◆ STATED PROBLEM 1 ◆
Repeat the lines of the records exactly, from the line with "Indicate one point per instance of the ponytail" up to and including the last line of the records.

◆ PAGE EXCERPT ◆
========================================================================

>Here are some examples of the three possibilities described above.
>
> # current value of PAGER environment variable:
> % printenv | grep PAGER
> PAGER=/usr/local/bin/less
>
> # inline assignment of PAGER is "seen" by printenv:
> % PAGER=/bin/cat printenv | grep PAGER
> PAGER=/bin/cat
The assignment modifies the environment of the printenv command; it prints
its environment.
>
> # ...and by set:
> % PAGER=/bin/cat set | grep -a PAGER
> PAGER=/bin/cat
Just like printenv.
>
> # ...and by perl:
> % PAGER=/bin/cat perl -e 'print "$ENV{PAGER}\n"'
> /bin/cat
Mostly like the previous cases.
>
> # ...but neither by printf nor echo nor print:
> % PAGER=/bin/cat printf "$PAGER\n"
> /usr/local/bin/less
This is different. You aren't asking printf to output the value of an
environment variable. You can't ask it to do that. It doesn't know how. It
only prints its arguments.
You're constructing an argument for the printf command by expanding the
current value of $PAGER. Then you're modifying the environment, which has no
effect because the command doesn't use the environment.
If you postpone the evaluation of $PAGER until a later stage...
% PAGER=/bin/cat eval 'printf "$PAGER\n"'
/bin/cat
> % PAGER=/bin/cat echo $PAGER
> /usr/local/bin/less
> % PAGER=/bin/cat print $PAGER
> /usr/local/bin/less
These are the same. Expanding the $PAGER happens before the modification of
the environment. You can see that in all the commands which behave this way,
you have a "$PAGER" being expanded by the shell passed to a command that
doesn't care about the environment, where in the others you have a command
that looks at the environment and/or shell variables itself (including perl,
where you used $ENV{PAGER} and the perl code is quoted with apostrophes so
the shell won't try to expand it).
>
> # a situation where inline assignments are downright forbidden:
> % IFS=$'\n' for i ( $( grep -wl foo * ) ) echo $i
> zsh: parse error near `for'
That syntax only works on simple statements. Maybe a future zsh will make it
work on compound statements too.
But there is a fairly brief way of line-splitting command substitution:
for i in ${(f)"$(cmd)"} ...

========================================================================

◆ DATA FOR THIS EXERCISE ◆
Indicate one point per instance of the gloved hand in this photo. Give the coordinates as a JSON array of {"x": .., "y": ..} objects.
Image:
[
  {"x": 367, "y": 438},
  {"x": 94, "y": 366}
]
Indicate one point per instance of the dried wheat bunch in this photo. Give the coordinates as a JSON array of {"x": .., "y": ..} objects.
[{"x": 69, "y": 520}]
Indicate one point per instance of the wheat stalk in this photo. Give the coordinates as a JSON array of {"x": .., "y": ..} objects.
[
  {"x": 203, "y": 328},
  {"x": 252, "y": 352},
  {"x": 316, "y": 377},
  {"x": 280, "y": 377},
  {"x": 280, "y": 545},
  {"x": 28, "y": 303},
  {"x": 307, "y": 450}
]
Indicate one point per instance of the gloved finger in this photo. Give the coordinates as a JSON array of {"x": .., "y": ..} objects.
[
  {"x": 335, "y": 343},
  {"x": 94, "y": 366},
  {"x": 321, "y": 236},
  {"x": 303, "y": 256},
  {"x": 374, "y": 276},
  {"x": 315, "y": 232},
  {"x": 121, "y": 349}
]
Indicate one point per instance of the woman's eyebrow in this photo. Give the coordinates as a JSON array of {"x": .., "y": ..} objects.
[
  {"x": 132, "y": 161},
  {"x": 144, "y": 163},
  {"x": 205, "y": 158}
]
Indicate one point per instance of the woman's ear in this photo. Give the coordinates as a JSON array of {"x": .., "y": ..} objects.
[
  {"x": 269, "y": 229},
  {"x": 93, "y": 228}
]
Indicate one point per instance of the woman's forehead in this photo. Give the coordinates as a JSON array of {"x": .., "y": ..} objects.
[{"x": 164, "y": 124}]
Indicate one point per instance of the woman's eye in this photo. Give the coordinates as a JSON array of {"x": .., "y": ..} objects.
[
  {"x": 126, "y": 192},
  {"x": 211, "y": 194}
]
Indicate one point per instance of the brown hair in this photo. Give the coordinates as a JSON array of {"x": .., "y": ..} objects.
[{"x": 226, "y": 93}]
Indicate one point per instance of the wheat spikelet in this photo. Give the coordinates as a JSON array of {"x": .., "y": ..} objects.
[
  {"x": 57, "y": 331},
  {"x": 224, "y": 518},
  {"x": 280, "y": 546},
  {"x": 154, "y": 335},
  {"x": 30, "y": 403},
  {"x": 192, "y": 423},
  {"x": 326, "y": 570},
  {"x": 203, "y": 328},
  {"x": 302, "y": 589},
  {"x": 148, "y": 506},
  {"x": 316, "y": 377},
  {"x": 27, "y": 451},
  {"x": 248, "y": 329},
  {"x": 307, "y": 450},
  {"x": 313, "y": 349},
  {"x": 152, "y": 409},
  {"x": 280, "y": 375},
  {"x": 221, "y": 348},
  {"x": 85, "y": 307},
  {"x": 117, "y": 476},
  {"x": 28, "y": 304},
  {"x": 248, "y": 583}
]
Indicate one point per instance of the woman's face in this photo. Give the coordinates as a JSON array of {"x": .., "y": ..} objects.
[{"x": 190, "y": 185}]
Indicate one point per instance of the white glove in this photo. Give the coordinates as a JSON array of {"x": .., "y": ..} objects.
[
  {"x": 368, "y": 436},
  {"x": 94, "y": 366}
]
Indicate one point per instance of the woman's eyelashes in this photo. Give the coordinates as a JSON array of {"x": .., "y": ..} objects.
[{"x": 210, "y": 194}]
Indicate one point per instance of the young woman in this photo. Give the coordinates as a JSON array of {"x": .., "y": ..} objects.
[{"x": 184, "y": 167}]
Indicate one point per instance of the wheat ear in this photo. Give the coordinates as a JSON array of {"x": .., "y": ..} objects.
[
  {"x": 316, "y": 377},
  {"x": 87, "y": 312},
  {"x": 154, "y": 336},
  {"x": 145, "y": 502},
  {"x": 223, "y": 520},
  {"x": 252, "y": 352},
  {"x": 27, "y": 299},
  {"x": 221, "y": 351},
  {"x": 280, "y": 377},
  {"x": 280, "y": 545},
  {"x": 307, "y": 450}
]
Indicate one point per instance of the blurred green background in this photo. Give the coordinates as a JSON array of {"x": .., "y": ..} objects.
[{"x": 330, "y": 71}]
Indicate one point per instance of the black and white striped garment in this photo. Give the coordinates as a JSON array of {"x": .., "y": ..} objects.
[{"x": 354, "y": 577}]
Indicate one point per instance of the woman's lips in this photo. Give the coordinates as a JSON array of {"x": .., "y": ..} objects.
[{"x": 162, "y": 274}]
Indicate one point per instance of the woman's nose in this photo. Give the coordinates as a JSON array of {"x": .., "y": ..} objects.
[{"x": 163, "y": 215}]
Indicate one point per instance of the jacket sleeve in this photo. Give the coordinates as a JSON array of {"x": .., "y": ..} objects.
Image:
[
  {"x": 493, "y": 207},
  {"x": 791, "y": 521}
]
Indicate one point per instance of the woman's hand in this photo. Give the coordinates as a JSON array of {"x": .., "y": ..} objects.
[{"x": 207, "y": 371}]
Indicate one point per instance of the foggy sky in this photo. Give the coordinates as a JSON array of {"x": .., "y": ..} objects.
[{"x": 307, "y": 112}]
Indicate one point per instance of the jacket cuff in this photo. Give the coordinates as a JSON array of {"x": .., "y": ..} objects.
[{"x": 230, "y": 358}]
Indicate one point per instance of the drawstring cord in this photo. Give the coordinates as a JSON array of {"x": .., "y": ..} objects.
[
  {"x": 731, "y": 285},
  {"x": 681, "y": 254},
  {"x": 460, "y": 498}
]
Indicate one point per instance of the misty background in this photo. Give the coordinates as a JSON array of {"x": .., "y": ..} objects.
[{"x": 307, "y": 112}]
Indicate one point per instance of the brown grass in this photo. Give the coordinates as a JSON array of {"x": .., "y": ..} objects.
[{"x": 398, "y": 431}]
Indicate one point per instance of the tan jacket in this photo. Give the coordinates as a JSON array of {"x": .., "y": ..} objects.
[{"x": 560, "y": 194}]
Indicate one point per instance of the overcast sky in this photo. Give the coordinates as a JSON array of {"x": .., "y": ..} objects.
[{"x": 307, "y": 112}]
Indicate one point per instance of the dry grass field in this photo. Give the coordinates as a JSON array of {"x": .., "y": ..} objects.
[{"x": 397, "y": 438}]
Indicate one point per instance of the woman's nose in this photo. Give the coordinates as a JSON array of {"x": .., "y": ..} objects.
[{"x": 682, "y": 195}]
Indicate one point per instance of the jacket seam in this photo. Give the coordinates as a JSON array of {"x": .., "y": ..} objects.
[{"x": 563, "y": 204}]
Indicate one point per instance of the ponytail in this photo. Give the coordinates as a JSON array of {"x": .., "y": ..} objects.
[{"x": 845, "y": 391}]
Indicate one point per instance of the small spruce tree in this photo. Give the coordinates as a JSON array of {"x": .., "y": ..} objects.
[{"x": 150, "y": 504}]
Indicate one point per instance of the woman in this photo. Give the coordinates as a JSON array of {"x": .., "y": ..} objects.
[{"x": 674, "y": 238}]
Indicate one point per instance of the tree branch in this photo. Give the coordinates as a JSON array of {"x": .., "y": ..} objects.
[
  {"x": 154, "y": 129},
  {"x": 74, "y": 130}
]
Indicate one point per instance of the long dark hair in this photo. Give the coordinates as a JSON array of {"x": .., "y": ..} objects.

========================================================================

◆ STATED PROBLEM 2 ◆
Duplicate the passage of the shell discussion from "You're constructing an" up to and including "use the environment." exactly.

◆ FULL OUTPUT 1 ◆
Indicate one point per instance of the ponytail in this photo. Give the coordinates as a JSON array of {"x": .., "y": ..} objects.
[{"x": 845, "y": 391}]
Indicate one point per instance of the small spruce tree in this photo. Give the coordinates as a JSON array of {"x": .., "y": ..} objects.
[{"x": 150, "y": 504}]
Indicate one point per instance of the woman in this photo. Give the coordinates as a JSON array of {"x": .., "y": ..} objects.
[{"x": 674, "y": 238}]
Indicate one point per instance of the tree branch in this photo. Give the coordinates as a JSON array of {"x": .., "y": ..} objects.
[
  {"x": 154, "y": 129},
  {"x": 74, "y": 130}
]
Indicate one point per instance of the long dark hair in this photo. Give the coordinates as a JSON array of {"x": .., "y": ..} objects.

◆ FULL OUTPUT 2 ◆
You're constructing an argument for the printf command by expanding the
current value of $PAGER. Then you're modifying the environment, which has no
effect because the command doesn't use the environment.